### [Your goal]
In the entries below, switch "white cloud" to "gray cloud" and write out again the lines starting with the line containing "Where can the white" and going on through the line containing "point(153, 120)", changing nothing else.

┄┄┄┄┄┄┄┄┄┄┄┄┄┄┄┄┄┄┄┄

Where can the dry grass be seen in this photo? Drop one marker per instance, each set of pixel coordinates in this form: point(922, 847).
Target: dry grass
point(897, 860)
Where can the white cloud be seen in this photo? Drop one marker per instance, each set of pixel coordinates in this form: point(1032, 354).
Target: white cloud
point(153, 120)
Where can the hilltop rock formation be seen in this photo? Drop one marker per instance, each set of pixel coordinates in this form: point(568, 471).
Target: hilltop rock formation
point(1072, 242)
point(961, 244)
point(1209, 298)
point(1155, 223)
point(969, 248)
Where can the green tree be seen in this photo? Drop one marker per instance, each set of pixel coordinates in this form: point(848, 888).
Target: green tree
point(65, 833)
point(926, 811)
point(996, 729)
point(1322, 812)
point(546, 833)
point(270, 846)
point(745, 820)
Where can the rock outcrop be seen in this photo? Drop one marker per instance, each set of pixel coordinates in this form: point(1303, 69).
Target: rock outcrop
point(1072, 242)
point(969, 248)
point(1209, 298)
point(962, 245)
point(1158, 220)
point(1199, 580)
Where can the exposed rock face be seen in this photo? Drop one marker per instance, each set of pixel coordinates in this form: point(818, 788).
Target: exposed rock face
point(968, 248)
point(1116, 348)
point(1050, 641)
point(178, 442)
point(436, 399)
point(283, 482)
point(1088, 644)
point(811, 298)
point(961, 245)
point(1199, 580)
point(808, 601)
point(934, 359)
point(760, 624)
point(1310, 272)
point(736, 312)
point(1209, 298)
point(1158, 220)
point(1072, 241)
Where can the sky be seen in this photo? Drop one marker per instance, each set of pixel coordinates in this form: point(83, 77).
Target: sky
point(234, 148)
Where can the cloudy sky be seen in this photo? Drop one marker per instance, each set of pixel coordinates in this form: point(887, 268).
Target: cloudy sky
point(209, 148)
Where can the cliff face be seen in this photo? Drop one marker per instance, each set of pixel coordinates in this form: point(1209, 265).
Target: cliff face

┄┄┄┄┄┄┄┄┄┄┄┄┄┄┄┄┄┄┄┄

### [Final result]
Where can the gray cloud be seen in this photo? Drop one marker per instance, each set of pixel coordinates in this form: point(1032, 354).
Target: gray cloud
point(153, 120)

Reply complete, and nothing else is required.